Travail demandé:
#1 Répondez brièvement à ces questions en vous fondant sur l'article consacré à Barcelone.
(a) Combien d'habitants la ville compte-t-elle ?
(b) De combien de crans l'agence Fitch a-t-elle rétrogradé la dette de la région ?
(c) À quel prix la demeure de Pedralbes a-t-elle été cédée au couple ?
#2 Filtrez les enregistrements et ne retenez que les lignes où figure le mot « railing ». Recopiez chacune de ces lignes.

Extrait fourni:
'''

Barcelone La confiance renaît

Une ville typiquement européenne avec métro, festivals, musées et 1,6 million d’habitants, soit presque autant qu’à Paris.

Architecturale, ensoleillée, bien desservie, la capitale catalane demeure un haut lieu de l’immobilier de luxe. La flambée des prix a pris fin. La demande amorce son retour.

C'est une fin d’année en demi-teinte pour Barcelone. En septembre, les élections régionales ont porté au parlement catalan une majorité d’indépendantistes, mais, en nombre de voix, les listes non séparatistes ont gagné d’une courte tête. Deux mois plus tard, l’agence de notation financière Fitch,
consciente des tensions à venir, rétrogradait de deux crans la dette de la région. La Catalogne est riche, comme sa capitale Barcelone, mais elle est aussi l’une des régions les plus endettées d’Espagne. La crise ne l’a pas épargnée.

Un petit palais en plein centreville, pure merveille moderniste du Passeig de Gràcia : 632m2, 300 m2 de terrasse, quatre chambres pour 9 millions (Coldwell Banker).

 

Un marché à deux vitesses

De son côté, le marché immobilier barcelonais se porte mieux mais reste convalescent, encore assez loin de « l’eden » qu’il promettait dans les années 2005-2006. « C’est un marché à deux vitesses auquel nous n’étions pas habitués, hormis dans les stations balnéaires, lance Jesus Gonzalez Mas, directeur de l’agence Sotheby’s International Realty. Nous sommes en présence d’un segment “prime”, dont les prix augmentent, et d’un autre, plus classique, restant stable. » L’époque, durant laquelle les grands bourgeois se séparaient de leur bien immobilier pour faire face aux difficultés financières, semble révolue. L’offre de très belle qualité va même jusqu’à manquer. Car, en Espagne, vendre son patrimoine immobilier, c’est un peu comme devenir pauvre… Toujours est-il que « la clientèle très haut de gamme n’a plus peur de dépenser des sommes importantes pour s’offrir le plaisir de vivre à Barcelone », constate avec un certain bonheur François Carrière, président de Coldwell Banker Espagne. Et de citer l’exemple de la location la plus chère de Barcelone, à 35 000 euros/mois, que l’agence vient de signer pour un membre de la famille royale d’Arabie Saoudite. Ou une transaction « VIP » conclue avec la chanteuse Shakira et son compagnon Gérard Piqué, le défenseur du Barça. Il y a quelque temps, le couple avait visité une demeure de Pedralbes, le quartier des célébrités, et l’avait jugée trop onéreuse. Mais, pour le prix « sacrifié » de 5 millions d’euros, inférieur de 30 % au précédent, le titre de propriété vient de lui être cédé. Comme dans plusieurs métropoles, et notamment Paris, la baisse des prix relance la demande, et par conséquent, l’activité du marché.

'''

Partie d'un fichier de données
'''

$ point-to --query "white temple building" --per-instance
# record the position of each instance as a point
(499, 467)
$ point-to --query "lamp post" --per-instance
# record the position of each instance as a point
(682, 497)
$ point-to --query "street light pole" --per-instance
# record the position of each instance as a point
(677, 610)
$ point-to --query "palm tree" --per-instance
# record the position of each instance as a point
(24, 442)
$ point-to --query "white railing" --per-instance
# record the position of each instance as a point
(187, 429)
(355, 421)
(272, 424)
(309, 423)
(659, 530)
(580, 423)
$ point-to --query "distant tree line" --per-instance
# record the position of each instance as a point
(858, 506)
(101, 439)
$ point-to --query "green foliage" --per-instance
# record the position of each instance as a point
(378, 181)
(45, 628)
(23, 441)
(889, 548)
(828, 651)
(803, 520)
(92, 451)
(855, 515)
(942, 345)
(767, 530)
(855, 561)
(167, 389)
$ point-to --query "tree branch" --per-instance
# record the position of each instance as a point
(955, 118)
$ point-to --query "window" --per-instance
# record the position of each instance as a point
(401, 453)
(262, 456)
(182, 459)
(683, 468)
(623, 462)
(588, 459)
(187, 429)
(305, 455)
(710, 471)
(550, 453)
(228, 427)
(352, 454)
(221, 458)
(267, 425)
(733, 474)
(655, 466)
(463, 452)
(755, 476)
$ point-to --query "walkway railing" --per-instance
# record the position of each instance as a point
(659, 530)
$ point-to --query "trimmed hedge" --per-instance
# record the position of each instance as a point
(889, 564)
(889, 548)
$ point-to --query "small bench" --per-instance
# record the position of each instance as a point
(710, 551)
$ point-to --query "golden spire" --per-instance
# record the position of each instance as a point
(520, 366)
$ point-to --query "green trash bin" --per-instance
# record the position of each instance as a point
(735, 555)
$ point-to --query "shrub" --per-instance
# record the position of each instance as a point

'''

Liste des réponses:
#1
(a) 1,6 million d'habitants.
(b) De deux crans.
(c) 5 millions d'euros.

#2
$ point-to --query "white railing" --per-instance
$ point-to --query "walkway railing" --per-instance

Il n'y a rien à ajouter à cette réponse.